Please set out the data below, from the line holding "Place a point on each instance of the blue" through the line holding "x=334, y=91", inclusive, as a Markdown table. Use the columns Row and Line, number each row, and leave out blank lines.

* SOURCE MATERIAL

━━━━━━

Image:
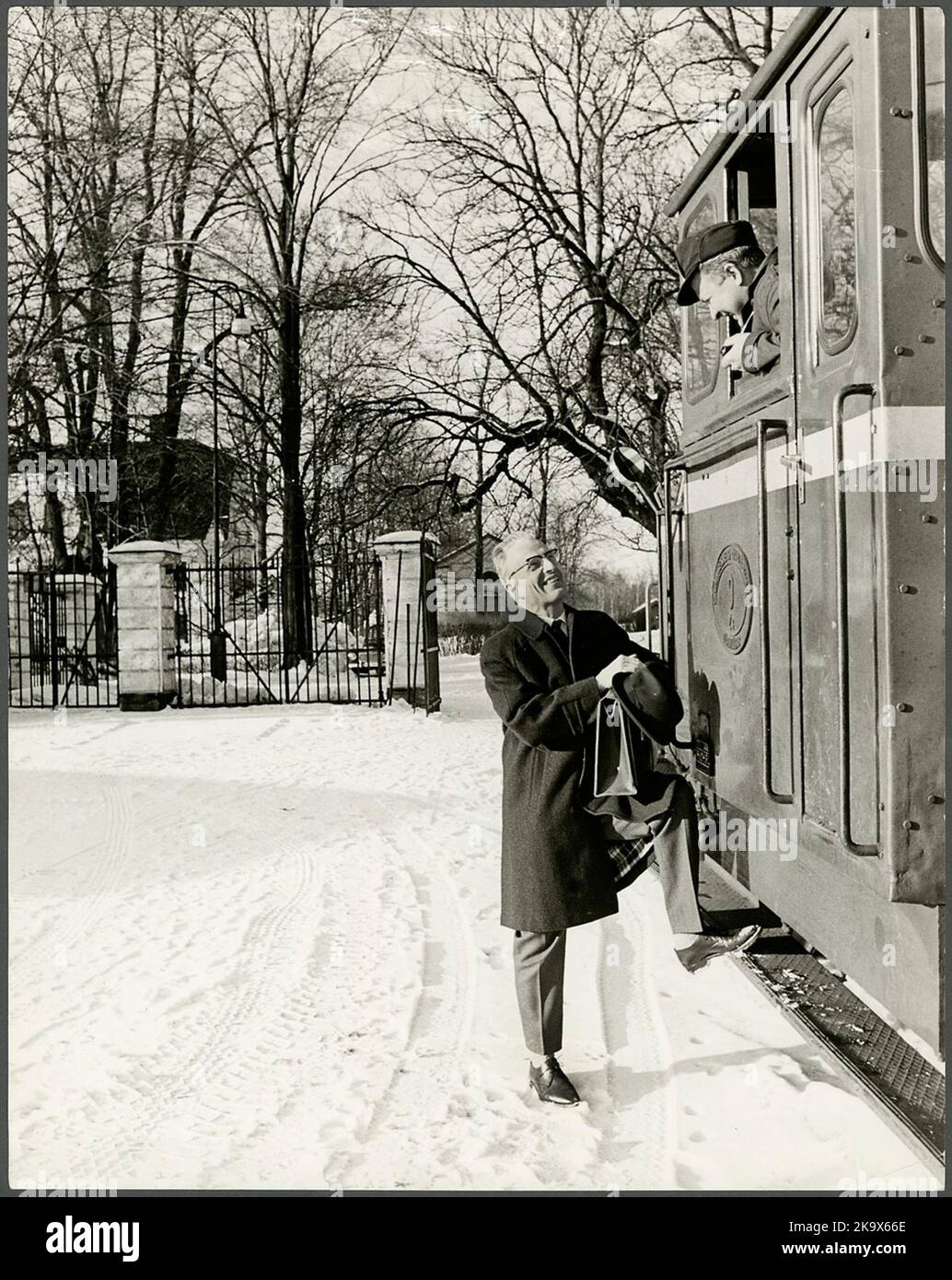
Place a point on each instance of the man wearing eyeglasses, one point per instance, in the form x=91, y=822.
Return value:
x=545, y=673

━━━━━━

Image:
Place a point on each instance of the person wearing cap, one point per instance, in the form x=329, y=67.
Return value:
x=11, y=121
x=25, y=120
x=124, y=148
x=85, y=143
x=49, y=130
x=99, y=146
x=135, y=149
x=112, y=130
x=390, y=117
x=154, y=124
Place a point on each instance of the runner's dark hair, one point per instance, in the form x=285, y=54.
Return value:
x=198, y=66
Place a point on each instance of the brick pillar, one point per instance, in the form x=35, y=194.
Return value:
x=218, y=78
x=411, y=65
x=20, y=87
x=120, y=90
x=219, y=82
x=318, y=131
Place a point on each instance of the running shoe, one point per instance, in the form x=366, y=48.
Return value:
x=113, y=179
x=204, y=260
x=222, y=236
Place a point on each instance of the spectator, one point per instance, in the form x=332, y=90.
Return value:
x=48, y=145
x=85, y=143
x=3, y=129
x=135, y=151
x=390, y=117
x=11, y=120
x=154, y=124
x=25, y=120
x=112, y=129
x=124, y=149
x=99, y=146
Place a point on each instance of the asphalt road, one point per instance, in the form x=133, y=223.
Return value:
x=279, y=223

━━━━━━

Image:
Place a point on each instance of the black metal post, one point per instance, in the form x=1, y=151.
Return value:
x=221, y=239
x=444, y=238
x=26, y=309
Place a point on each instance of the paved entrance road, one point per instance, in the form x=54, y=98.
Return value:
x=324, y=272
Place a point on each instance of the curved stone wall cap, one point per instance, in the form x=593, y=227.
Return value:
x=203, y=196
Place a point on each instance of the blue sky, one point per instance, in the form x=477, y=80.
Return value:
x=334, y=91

━━━━━━

* OUTPUT OF THE TASK
| Row | Line |
|---|---|
| 1 | Place a point on each instance of the blue sky, one point per instance, in the form x=477, y=80. |
| 2 | Return value: |
| 3 | x=334, y=91 |